_TRECHO_
::::::::

Senzala - Uma Crônica da Cidade

Thales de Athayde

Cerca de sete fios. O Arame farpado indicava o fim da rua. Rua sem nome. Local de casas mal construídas. Mato. Terrenos baldios. Periferia da cidade. Sem água encanada. Rede elétrica no melhor estilo “gato”. Iluminação pública inexistente. Esgoto a céu aberto. Cachorros magros. Deitados. E a andar aqui, ali. Cheirando tudo. E todos. Rabos a abanarem moscas insistentes. Crianças descalças, mal vestidas. Mulher idosa, enferma, olhos sonolentos, na cadeira de rodas, inválida, a gesticular no vazio da tarde. Menina de saia curta, suja, sandálias remendadas com barbantes, a andar depressa para algum lugar sempre. Pipas no ar, e enroscadas, a deteriorar na fiação confusa da rede elétrica improvisada. Menino de bicicleta, a pedalar, sem rumo definido. Vozes de rádios ligado,. anunciando programas musicais, enchendo o ar de propagandas intermináveis. Vento levantando poeira. Papéis velhos espalhados no chão da rua. Garotinho miúdo, mamadeira pendurada entre os dentes, com um resto de leite com chocolate, rosto sujo, nariz escorrendo, sem roupa. Brinquedos velhos, destruídos pelo mau uso e pelo tempo. Cheiro de esgoto no ar, nas casas, em tudo. Mulher brigando com o amante aos berros. Filhos amedrontados acostumados a isso, do lado de fora do barraco. Carro antigo buzinando em frente ao barraco, som alto, pneus e pintura gastos, escapamento solto. Catador de recicláveis a puxar o carrinho lotado de papelões, de objetos plásticos, de objetos metálicos, garrafas plásticas, latas de cerveja e refrigerante vazios. Homem com barba por fazer, fumando sem parar, sem camisa, desempregado, vendo o tempo passar. Árvore antiga frondosa. Mendigo dormindo sob sua copa. Cinzas e carvão no fogão improvisado de tijolos. Restos de comida no marmitex amassado. Saco sujo com roupas velhas. Mulher esquelética com criança raquítica no colo, olhar de piedade humilhação. Ruídos de crianças jogando futebol, bola velha, esgarçada, murcha. Bem-te-vi cantando na árvore. Viatura policial passando por ali vagarosamente. Observando... observando

A senzala da sociedade é impiedosa. Parafraseando Carolina Maria de Jesus, “é o quarto de despejo, depósito de coisas imprestáveis e gente miserável”.

::::::::

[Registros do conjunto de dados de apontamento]
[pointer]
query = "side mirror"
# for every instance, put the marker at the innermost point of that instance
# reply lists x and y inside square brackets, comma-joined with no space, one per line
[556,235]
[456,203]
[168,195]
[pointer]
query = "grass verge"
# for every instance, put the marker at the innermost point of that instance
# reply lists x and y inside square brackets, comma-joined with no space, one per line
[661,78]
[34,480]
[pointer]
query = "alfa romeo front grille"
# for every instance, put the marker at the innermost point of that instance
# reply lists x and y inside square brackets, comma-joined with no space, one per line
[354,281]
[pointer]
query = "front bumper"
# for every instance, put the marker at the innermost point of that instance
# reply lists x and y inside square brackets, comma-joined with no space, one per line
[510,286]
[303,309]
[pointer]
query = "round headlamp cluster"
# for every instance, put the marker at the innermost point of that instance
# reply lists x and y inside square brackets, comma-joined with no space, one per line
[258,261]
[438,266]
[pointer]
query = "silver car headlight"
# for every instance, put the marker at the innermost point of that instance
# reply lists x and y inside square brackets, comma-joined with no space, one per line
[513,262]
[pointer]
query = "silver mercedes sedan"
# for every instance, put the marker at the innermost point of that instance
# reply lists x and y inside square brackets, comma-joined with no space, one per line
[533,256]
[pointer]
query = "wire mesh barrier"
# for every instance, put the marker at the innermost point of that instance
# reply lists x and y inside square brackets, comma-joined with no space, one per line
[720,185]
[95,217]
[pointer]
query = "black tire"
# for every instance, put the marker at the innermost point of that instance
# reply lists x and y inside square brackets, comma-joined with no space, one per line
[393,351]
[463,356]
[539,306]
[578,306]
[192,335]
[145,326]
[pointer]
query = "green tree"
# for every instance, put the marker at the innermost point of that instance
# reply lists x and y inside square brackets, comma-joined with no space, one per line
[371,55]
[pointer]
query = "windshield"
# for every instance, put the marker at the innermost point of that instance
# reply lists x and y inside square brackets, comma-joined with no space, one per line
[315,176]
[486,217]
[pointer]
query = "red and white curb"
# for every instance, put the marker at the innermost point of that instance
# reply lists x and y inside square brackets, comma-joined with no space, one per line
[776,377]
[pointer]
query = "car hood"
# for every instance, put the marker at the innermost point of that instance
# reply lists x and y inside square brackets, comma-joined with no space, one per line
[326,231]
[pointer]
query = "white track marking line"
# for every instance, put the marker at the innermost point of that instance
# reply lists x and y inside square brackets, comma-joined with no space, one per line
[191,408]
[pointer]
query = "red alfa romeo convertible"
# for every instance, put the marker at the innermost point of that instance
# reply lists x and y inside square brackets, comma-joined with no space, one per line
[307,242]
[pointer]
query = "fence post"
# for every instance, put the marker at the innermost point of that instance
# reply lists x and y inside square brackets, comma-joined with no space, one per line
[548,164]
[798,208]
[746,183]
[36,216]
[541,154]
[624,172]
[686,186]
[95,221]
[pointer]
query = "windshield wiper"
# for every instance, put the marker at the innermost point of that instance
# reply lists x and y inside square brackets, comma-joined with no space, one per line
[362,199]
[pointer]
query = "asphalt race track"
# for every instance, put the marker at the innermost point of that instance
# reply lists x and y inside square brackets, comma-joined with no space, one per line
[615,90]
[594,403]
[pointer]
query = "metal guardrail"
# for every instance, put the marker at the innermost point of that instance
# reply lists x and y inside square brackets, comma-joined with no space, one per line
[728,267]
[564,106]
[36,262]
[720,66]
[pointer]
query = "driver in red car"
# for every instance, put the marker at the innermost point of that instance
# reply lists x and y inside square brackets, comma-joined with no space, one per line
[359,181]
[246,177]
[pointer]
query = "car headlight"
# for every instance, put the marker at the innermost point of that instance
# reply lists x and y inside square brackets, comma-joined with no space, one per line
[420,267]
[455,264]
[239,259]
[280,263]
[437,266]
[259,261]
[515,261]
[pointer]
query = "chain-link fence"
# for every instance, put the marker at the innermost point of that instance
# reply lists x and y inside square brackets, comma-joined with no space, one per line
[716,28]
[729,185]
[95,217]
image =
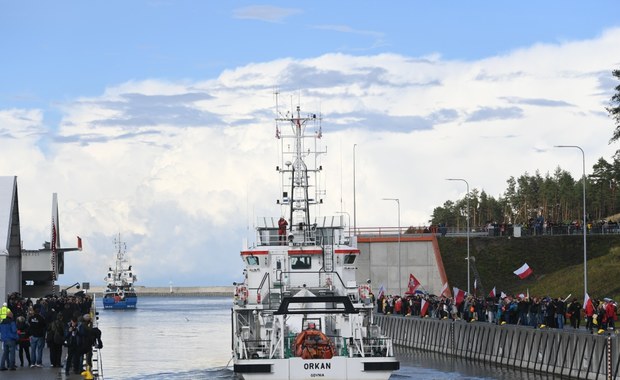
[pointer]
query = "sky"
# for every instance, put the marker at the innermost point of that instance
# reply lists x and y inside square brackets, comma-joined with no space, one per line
[154,119]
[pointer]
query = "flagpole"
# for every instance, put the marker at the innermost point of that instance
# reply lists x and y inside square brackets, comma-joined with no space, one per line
[584,225]
[400,293]
[467,183]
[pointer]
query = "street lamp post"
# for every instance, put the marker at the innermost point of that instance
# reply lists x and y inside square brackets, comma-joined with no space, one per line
[400,293]
[467,183]
[584,225]
[354,208]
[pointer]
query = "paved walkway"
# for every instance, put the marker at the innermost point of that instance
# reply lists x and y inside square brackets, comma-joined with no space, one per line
[45,373]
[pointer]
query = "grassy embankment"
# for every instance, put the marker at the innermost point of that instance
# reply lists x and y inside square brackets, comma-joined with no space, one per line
[557,262]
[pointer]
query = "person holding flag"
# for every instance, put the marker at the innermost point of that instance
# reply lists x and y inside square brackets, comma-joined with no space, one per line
[588,306]
[413,284]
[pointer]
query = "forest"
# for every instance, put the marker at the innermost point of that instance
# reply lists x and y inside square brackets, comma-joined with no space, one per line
[557,197]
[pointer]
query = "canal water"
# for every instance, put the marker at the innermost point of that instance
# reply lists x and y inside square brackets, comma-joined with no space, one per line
[189,338]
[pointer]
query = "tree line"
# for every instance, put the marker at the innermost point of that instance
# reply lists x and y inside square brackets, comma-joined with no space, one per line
[557,197]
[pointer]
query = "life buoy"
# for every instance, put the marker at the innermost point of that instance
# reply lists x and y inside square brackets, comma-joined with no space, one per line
[242,291]
[313,344]
[364,291]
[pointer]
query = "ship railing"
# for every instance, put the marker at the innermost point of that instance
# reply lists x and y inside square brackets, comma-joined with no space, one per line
[349,347]
[256,349]
[324,230]
[328,282]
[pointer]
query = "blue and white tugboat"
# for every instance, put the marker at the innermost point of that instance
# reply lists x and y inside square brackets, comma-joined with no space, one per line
[299,312]
[119,292]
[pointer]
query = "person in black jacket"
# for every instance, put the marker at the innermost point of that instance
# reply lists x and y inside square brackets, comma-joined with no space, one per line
[73,348]
[37,329]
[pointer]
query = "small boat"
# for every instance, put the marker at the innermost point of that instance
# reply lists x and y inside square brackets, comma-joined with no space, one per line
[299,312]
[120,293]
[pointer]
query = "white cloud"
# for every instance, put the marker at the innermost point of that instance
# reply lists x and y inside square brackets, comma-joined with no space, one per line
[182,169]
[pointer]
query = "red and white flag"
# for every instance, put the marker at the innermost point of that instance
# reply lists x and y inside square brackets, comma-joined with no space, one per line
[493,293]
[524,271]
[445,291]
[459,295]
[413,284]
[381,291]
[587,305]
[424,307]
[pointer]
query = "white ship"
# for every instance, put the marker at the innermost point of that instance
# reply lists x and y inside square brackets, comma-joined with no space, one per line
[299,313]
[119,292]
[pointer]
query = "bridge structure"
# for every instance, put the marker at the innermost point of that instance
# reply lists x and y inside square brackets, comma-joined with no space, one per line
[32,273]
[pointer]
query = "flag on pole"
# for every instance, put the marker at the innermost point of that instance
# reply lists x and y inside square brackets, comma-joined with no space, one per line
[459,295]
[493,293]
[381,291]
[445,291]
[524,271]
[413,284]
[424,307]
[587,305]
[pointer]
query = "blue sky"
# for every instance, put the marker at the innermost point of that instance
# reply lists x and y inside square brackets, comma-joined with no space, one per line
[154,118]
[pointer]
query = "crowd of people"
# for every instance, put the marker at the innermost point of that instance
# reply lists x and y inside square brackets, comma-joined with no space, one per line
[65,321]
[538,312]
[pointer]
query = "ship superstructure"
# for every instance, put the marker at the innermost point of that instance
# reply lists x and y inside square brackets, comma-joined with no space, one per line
[119,292]
[299,312]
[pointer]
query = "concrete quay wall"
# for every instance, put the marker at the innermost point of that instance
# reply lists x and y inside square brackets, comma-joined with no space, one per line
[177,291]
[565,353]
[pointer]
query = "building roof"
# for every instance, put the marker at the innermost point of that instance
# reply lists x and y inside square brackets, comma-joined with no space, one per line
[8,203]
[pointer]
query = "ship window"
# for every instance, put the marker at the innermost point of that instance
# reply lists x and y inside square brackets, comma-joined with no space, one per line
[349,259]
[252,260]
[301,262]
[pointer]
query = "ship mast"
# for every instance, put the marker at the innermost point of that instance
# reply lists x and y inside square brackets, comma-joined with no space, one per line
[297,176]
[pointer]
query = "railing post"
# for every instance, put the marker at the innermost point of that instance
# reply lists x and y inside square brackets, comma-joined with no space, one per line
[452,339]
[609,360]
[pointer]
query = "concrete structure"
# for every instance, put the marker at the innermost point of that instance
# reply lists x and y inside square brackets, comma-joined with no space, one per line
[568,353]
[33,273]
[420,256]
[10,238]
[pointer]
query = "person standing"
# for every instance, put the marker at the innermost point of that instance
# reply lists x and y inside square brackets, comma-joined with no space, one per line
[73,348]
[38,328]
[574,310]
[23,340]
[56,337]
[8,332]
[4,311]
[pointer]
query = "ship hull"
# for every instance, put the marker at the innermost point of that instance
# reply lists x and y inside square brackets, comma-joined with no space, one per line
[127,303]
[336,368]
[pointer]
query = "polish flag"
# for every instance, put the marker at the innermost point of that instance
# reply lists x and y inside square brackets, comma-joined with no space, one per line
[381,291]
[445,291]
[413,284]
[524,271]
[493,293]
[587,305]
[459,295]
[424,308]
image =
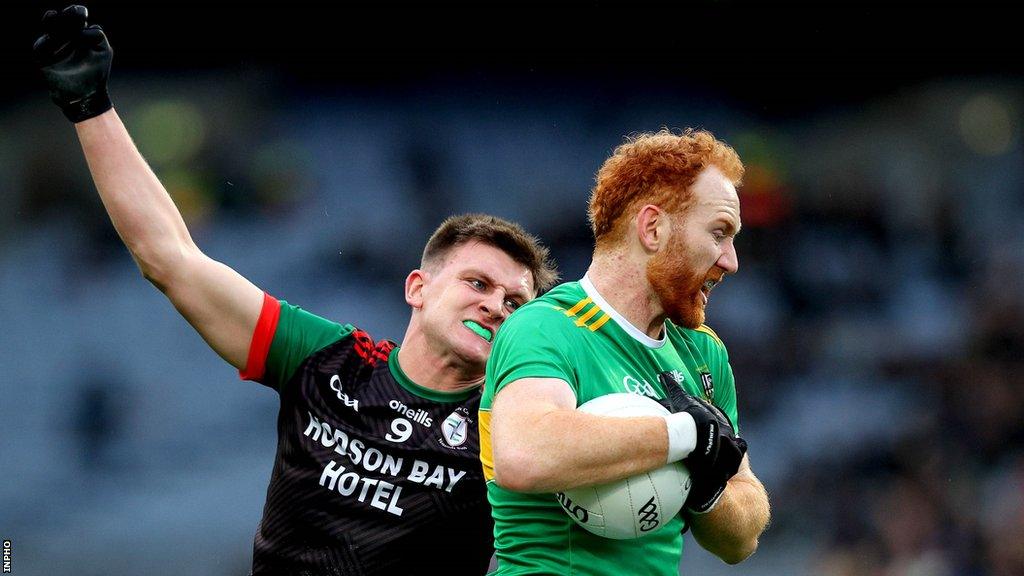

::::::::

_A FAZER_
Liste, por favor, todos os itens que a crônica diz estarem no carrinho puxado pelo catador de recicláveis.

_RESPOSTA_
- papelões
- objetos plásticos
- objetos metálicos
- garrafas plásticas
- latas de cerveja e refrigerante vazios